====== Provided entries

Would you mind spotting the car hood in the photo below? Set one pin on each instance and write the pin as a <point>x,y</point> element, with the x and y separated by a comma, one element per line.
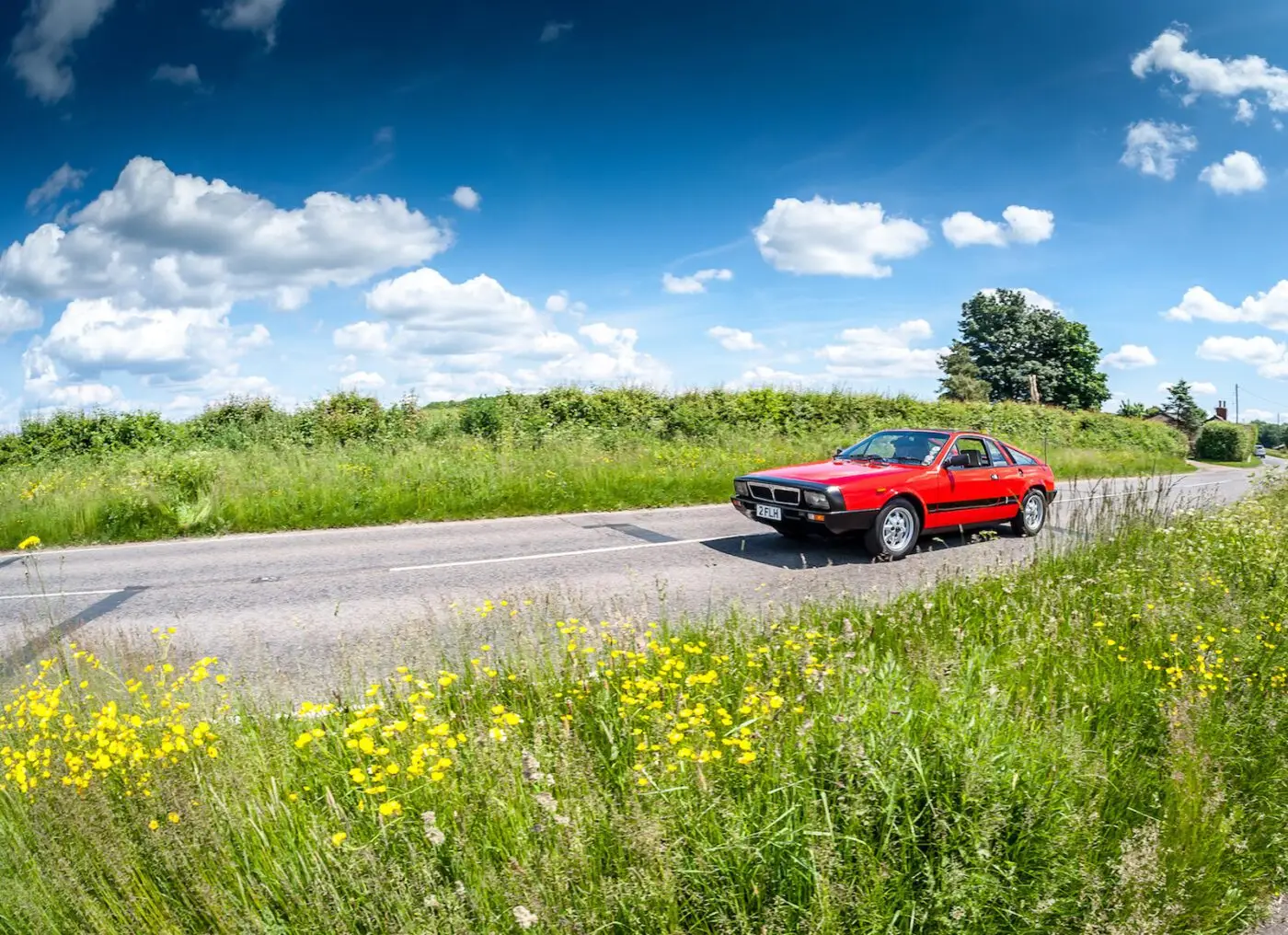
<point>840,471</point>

============
====== Provided entries

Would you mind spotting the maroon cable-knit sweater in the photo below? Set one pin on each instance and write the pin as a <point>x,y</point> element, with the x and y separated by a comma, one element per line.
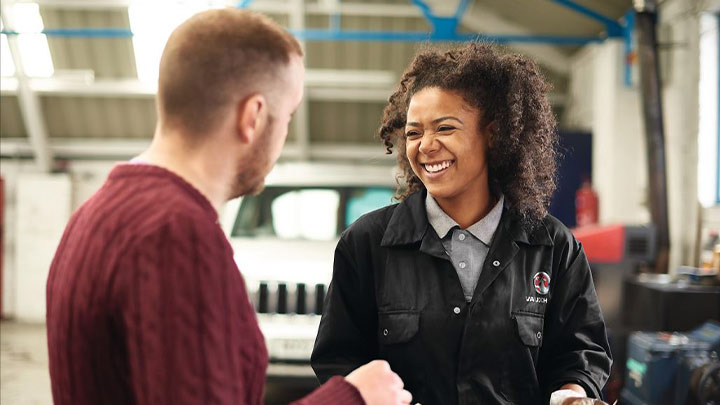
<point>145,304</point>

============
====== Provided entries

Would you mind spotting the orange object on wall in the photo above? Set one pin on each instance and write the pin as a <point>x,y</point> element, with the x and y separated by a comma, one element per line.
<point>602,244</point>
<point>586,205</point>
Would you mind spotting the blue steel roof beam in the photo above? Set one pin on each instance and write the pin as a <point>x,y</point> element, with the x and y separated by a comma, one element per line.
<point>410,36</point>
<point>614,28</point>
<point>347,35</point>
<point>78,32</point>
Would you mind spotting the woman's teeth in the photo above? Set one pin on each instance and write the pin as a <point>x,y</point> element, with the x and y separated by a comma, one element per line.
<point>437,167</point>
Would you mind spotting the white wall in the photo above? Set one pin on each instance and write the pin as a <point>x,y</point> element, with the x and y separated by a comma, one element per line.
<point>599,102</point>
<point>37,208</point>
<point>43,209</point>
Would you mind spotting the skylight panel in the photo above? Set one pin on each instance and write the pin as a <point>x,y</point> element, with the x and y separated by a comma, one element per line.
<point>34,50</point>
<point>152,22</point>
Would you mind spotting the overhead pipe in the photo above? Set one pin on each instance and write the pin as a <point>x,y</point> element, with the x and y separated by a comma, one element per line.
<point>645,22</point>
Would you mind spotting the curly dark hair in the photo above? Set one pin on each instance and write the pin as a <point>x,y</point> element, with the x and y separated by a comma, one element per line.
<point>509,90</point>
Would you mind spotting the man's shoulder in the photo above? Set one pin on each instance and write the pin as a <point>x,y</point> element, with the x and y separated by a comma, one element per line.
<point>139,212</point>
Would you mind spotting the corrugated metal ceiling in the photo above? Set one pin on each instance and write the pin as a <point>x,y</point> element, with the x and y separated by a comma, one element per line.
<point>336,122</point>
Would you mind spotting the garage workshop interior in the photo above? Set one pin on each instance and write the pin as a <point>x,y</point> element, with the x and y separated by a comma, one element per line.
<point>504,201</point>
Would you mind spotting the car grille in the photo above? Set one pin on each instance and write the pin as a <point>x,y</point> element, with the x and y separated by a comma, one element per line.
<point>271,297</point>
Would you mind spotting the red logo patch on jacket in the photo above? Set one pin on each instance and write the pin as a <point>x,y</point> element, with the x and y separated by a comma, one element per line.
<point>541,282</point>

============

Exercise details =>
Scale the part that opens with the line containing "Would you mind spotting the garage" and closes with the line containing "<point>271,297</point>". Write out every line in it, requests included, and multiply each coordinate in the answers by 1.9, rounding to whole numbers with halves going up. Give only those lines.

Expected output =>
Would you mind spotting the garage workshop interior in the photo above? Set one pin on each instance and write the pin as a <point>x,y</point> element, with the x and y separated by a comma, one element per line.
<point>958,382</point>
Would you mind spotting the car grille in the photo above? Set one pin on each instance and write the pin as a <point>x,y</point> element, with the x and y separated by a comma, one element per line.
<point>515,564</point>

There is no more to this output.